## WHAT THIS TASK INVOLVES
Working from the line that contains "Target: green foliage" down to the last line below, repeat each line exactly.

##### EXTRACTED MATERIAL #####

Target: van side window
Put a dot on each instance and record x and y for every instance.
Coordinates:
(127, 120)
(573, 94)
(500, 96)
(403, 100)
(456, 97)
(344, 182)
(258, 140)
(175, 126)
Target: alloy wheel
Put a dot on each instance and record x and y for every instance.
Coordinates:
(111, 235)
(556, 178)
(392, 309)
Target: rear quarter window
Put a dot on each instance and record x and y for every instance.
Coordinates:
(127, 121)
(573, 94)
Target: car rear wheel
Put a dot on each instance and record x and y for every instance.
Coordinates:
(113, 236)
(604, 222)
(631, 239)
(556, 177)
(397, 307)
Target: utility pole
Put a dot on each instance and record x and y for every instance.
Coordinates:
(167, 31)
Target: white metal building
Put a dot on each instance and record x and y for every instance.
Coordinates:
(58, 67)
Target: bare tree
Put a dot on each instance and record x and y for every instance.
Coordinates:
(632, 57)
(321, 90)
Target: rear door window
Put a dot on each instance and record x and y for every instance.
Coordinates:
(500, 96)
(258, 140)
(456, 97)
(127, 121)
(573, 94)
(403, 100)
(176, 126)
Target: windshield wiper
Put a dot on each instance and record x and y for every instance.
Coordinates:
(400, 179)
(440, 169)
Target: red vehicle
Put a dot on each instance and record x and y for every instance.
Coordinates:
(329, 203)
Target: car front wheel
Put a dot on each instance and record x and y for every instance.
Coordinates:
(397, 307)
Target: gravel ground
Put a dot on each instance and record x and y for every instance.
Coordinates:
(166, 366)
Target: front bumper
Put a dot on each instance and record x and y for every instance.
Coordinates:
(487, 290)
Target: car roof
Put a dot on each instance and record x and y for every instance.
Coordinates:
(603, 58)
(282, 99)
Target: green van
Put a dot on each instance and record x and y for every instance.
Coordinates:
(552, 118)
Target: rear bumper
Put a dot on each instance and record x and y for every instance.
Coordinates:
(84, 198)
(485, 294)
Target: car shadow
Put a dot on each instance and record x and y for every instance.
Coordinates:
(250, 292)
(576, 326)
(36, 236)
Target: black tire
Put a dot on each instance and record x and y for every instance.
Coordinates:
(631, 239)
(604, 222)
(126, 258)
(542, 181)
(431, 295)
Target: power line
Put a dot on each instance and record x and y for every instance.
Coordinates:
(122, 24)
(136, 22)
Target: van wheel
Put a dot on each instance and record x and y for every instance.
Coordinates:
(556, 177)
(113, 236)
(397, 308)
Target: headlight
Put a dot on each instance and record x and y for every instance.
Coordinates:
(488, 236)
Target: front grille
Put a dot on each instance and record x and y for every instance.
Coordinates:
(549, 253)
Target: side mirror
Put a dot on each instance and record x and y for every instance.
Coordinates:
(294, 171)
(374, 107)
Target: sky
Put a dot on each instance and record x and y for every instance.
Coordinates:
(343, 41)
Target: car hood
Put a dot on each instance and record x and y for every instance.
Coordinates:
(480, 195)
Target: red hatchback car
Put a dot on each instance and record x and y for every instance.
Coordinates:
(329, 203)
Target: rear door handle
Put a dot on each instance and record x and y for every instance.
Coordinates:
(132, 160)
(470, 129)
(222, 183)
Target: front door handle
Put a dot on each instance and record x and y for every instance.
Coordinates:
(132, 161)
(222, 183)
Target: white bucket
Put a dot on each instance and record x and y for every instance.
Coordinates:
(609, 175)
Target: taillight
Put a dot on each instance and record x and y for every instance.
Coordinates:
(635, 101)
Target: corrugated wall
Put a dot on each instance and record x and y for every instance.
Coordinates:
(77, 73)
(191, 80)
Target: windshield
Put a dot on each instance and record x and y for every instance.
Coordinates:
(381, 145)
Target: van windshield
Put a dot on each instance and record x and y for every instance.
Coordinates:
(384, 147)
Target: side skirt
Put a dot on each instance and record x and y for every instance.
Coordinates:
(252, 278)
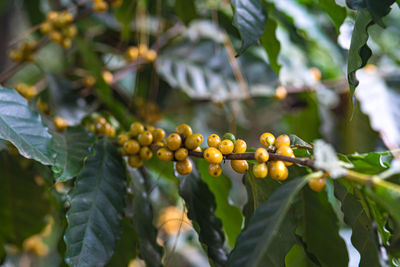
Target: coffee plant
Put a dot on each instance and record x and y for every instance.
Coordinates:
(199, 133)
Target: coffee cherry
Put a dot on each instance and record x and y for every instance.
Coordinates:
(131, 147)
(282, 140)
(215, 170)
(267, 139)
(317, 184)
(174, 141)
(260, 170)
(135, 161)
(240, 166)
(165, 154)
(181, 154)
(285, 151)
(184, 130)
(261, 155)
(213, 140)
(145, 153)
(277, 170)
(193, 141)
(240, 146)
(136, 129)
(184, 167)
(213, 155)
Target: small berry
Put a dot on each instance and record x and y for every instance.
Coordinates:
(213, 155)
(240, 166)
(261, 155)
(215, 170)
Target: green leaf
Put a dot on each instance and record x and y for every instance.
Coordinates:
(362, 237)
(231, 216)
(73, 146)
(270, 233)
(271, 44)
(359, 52)
(249, 17)
(23, 127)
(97, 204)
(320, 224)
(201, 206)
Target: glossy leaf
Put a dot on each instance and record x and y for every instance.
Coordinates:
(97, 204)
(72, 147)
(23, 127)
(270, 233)
(201, 206)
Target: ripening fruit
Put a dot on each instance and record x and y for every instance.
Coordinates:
(282, 140)
(145, 138)
(317, 184)
(215, 170)
(136, 129)
(135, 161)
(277, 170)
(131, 147)
(174, 141)
(213, 155)
(240, 146)
(261, 155)
(181, 154)
(226, 146)
(267, 139)
(145, 153)
(240, 166)
(285, 151)
(165, 154)
(213, 140)
(193, 141)
(184, 130)
(260, 170)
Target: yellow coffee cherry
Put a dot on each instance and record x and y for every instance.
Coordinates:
(213, 155)
(145, 138)
(181, 154)
(261, 155)
(131, 147)
(123, 138)
(145, 153)
(215, 170)
(136, 129)
(282, 140)
(317, 184)
(174, 141)
(240, 146)
(285, 151)
(165, 154)
(60, 123)
(184, 130)
(184, 167)
(135, 161)
(240, 166)
(213, 140)
(267, 139)
(193, 141)
(277, 170)
(260, 170)
(226, 146)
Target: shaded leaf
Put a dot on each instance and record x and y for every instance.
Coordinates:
(270, 233)
(23, 127)
(97, 203)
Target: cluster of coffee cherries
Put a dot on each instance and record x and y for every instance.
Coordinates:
(136, 144)
(142, 51)
(25, 52)
(59, 28)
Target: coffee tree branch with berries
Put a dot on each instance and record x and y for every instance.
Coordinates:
(199, 133)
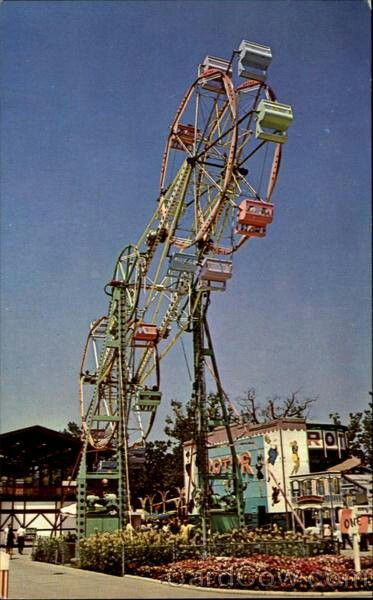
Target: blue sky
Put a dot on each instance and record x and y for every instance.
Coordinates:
(89, 92)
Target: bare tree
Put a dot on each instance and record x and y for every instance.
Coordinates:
(275, 408)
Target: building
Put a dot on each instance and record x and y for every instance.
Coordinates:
(273, 457)
(36, 471)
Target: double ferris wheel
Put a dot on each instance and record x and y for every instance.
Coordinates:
(219, 170)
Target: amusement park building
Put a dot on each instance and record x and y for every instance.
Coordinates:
(275, 458)
(35, 481)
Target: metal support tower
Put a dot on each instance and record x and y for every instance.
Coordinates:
(203, 351)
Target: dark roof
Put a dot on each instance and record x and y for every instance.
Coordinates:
(38, 444)
(350, 463)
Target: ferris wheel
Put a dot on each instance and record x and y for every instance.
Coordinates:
(219, 169)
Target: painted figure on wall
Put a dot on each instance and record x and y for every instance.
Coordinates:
(272, 454)
(259, 467)
(295, 457)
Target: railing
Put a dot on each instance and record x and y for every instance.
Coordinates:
(327, 499)
(37, 492)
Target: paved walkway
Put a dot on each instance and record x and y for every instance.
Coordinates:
(39, 581)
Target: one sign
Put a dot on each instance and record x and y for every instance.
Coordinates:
(349, 520)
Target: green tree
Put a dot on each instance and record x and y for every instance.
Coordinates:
(162, 471)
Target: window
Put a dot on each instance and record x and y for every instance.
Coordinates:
(320, 487)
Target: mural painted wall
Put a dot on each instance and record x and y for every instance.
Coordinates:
(286, 453)
(250, 455)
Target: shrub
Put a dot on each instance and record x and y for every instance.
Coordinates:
(55, 550)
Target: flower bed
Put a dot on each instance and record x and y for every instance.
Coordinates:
(263, 572)
(122, 552)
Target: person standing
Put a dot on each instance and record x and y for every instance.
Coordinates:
(21, 539)
(10, 542)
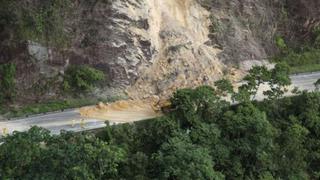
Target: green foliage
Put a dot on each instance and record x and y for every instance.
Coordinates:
(180, 159)
(203, 138)
(37, 155)
(317, 84)
(280, 43)
(7, 81)
(81, 78)
(316, 32)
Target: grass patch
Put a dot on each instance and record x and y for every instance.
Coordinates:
(51, 106)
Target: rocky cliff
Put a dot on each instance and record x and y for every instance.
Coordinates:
(152, 47)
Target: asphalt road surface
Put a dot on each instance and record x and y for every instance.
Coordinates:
(71, 120)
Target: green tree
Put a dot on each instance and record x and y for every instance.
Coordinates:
(317, 85)
(7, 81)
(180, 159)
(249, 137)
(21, 153)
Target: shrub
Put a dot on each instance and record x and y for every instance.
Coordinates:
(81, 78)
(7, 83)
(281, 44)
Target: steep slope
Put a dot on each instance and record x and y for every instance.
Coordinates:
(152, 47)
(178, 32)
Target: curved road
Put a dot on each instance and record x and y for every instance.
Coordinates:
(71, 120)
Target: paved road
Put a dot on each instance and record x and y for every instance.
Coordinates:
(72, 121)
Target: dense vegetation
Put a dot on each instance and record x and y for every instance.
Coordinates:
(203, 137)
(7, 82)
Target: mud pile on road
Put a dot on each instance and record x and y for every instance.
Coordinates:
(123, 111)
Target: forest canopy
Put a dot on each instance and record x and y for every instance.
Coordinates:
(203, 137)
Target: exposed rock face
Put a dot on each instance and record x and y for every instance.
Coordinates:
(153, 47)
(150, 46)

#####

## TASK RESULT
Target: green foliage
Put a dot on each instance and record x and y for every instance.
Coordinates:
(180, 159)
(203, 138)
(37, 155)
(317, 84)
(280, 43)
(7, 81)
(81, 78)
(316, 32)
Target: grass patch
Put a dot on each instance and record x and y for every instance.
Coordinates:
(51, 106)
Target: rocky cliff
Put a dot on each instance and record x and y for every instance.
Coordinates:
(152, 47)
Target: asphalt road surface
Put a dot on each instance and record x and y for every instance.
Coordinates:
(71, 120)
Target: green tree
Put a dot on each instance and record x and y for every instance.
Coordinates:
(317, 85)
(7, 81)
(180, 159)
(249, 137)
(21, 153)
Target: shrub
Put a dot on each instance and record x and y for every instance.
Coordinates:
(81, 78)
(7, 83)
(281, 44)
Target: steep slope
Put a dot on each instance and record x and y for every instance.
Coordinates:
(152, 47)
(178, 32)
Target: curved road
Put a dot on each instance and record x and y for every instance.
Coordinates:
(71, 120)
Target: paved road
Put a dot on each instance and record x and y for every instance.
Coordinates:
(72, 121)
Target: dense vegetation
Put a dot on each instance and record x and y for every instance.
Coordinates:
(203, 137)
(7, 82)
Target: mud pile on road
Put a dot on each instance and record x and y for every instance.
Coordinates:
(123, 111)
Target: forest canopy
Put a dot on each instance and record x and y for every instance.
Coordinates:
(203, 137)
Target: exposed rock face
Put a dot on each instance and record x and y for every instance.
Coordinates:
(153, 47)
(150, 46)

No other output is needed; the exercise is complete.